| Texte source |
%%

Texte intégral
Monsieur le Président du Conseil de la Fédération, Cher Ami Serguey MIRONOV,
Mesdames et Messieurs les Présidents,
Mesdames et Messieurs les Parlementaires,
Mesdames et Messieurs les Ambassadeurs,
Mesdames et Messieurs,
Chers amis,
Je voudrais d'abord vous dire l'honneur et la fierté que je ressens à être décoré de l'Ordre de l'Amitié, des mains de mon ami Serguey MIRONOV, Président du Conseil de la Fédération, interlocuteur et partenaire fidèle du Sénat de la République française.
Je mesure l'honneur qui m'est fait, en ces lieux chargés de mémoire et d'histoire, devant tant de parlementaires originaires de pays différents, venus commémorer, solennellement, le 60ème anniversaire de la victoire de la coalition anti-nazis, coalition au sein de laquelle vos compatriotes, mon Cher Serguey, ont pris une part décisive et déterminante.
Le traitement privilégié que vous me réservez - j'oserais dire, le traitement de faveur - symbolise, s'il en était besoin, la densité et l'excellence des relations entre le Conseil de la Fédération de Russie et le Sénat de la République française, et, au-delà, la qualité et la confiance des relations entre nos deux pays.
Monsieur le Président,
Mesdames et Messieurs,
Dans le monde tourmenté, troublé et incertain qui est le nôtre, il est plus que jamais indispensable de resserrer nos liens, autour de valeurs et d'intérêts communs.
La richesse et l'intensité des relations franco-russes doivent en outre s'inscrire dans le cadre plus large du dialogue entre l'Union européenne et la Russie, dialogue qui s'est développé ces dernières années mais qu'il nous faut encore améliorer et enrichir.
A l'instar de beaucoup de mes compatriotes, notamment au sommet de l'Etat, je suis convaincu depuis longtemps qu'il n'y a pas d'avenir pour l'Union européenne sans un partenariat privilégié et renforcé avec la Russie, à laquelle nous lient l'Histoire, comme la culture et la géographie.

%%

| Liste des données |

%%

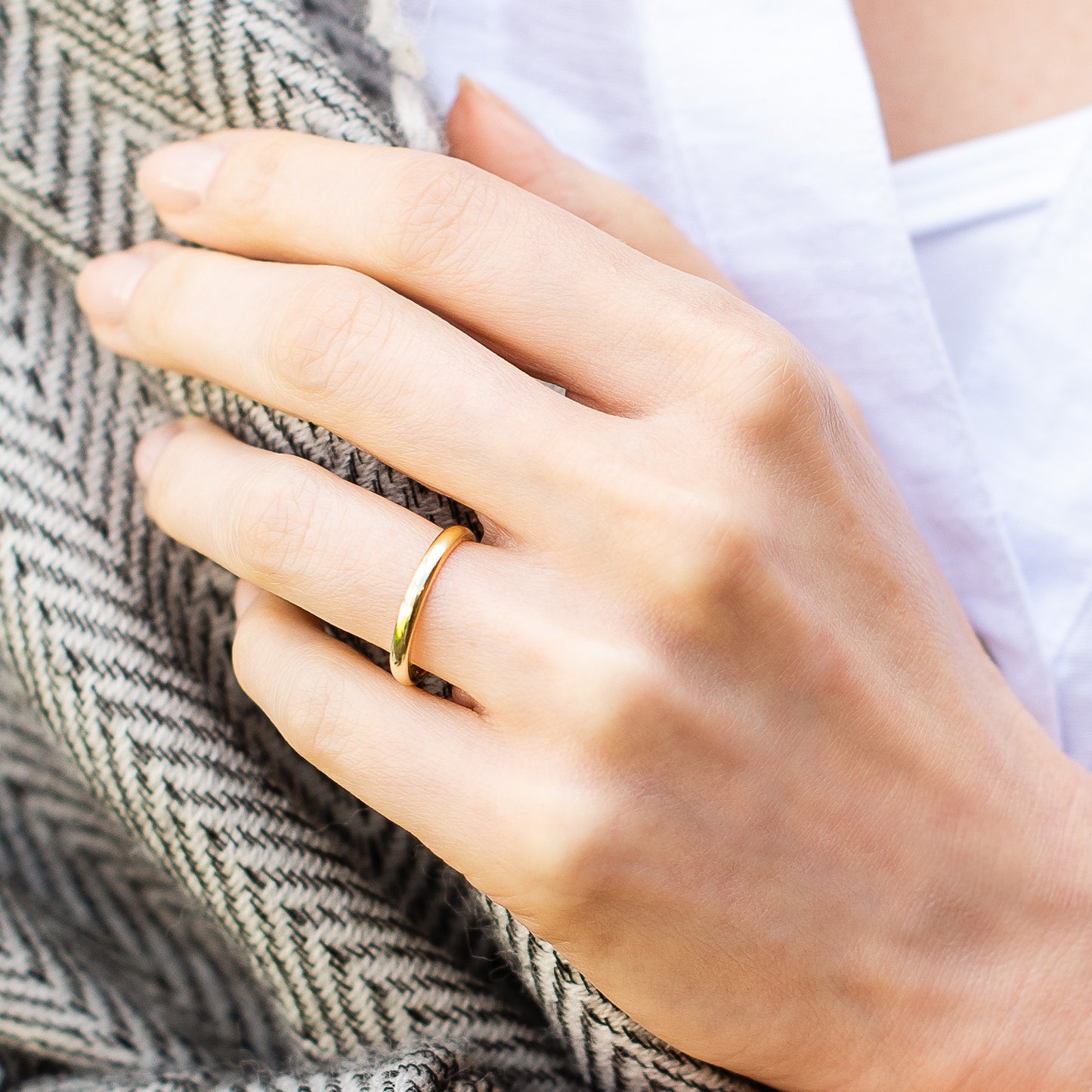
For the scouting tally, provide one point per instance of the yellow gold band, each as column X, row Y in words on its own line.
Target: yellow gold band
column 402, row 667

%%
%%

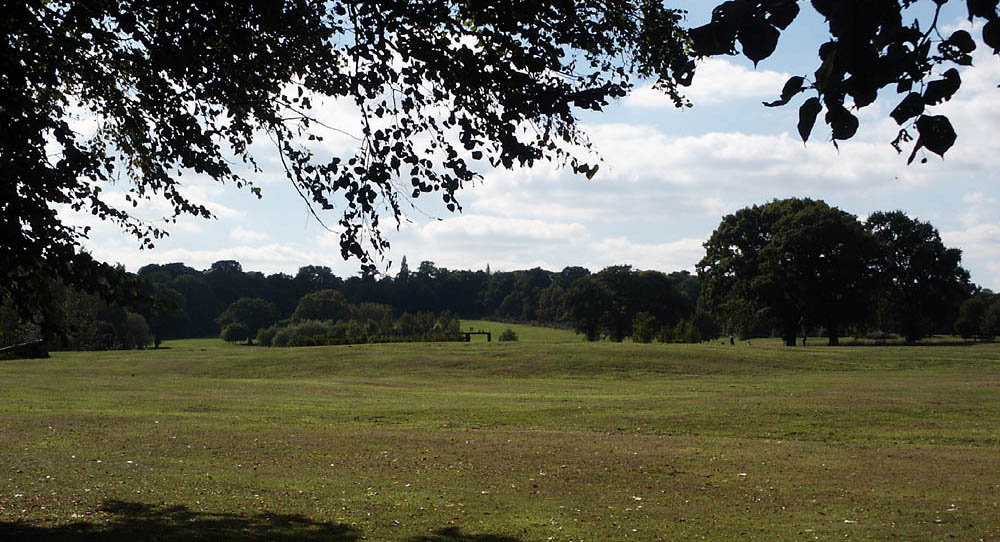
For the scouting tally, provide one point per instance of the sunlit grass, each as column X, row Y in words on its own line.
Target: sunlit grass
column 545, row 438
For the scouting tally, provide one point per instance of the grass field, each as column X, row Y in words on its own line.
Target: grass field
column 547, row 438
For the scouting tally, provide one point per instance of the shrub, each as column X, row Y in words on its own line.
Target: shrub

%%

| À faire |
(1) Recopiez fidèlement le passage du discours qui va de « A l'instar de » jusqu'à « et la géographie. » inclus.
(2) Répondez brièvement à ces questions sur le discours :
(a) De quelle distinction l'orateur est-il décoré ?
(b) Quel anniversaire les parlementaires sont-ils venus commémorer ?
(c) Dans quel cadre plus large les relations franco-russes doivent-elles s'inscrire ?

| Exercice corrigé |
(1)
A l'instar de beaucoup de mes compatriotes, notamment au sommet de l'Etat, je suis convaincu depuis longtemps qu'il n'y a pas d'avenir pour l'Union européenne sans un partenariat privilégié et renforcé avec la Russie, à laquelle nous lient l'Histoire, comme la culture et la géographie.

(2)
(a) L'Ordre de l'Amitié.
(b) Le 60e anniversaire de la victoire de la coalition anti-nazis.
(c) Le dialogue entre l'Union européenne et la Russie.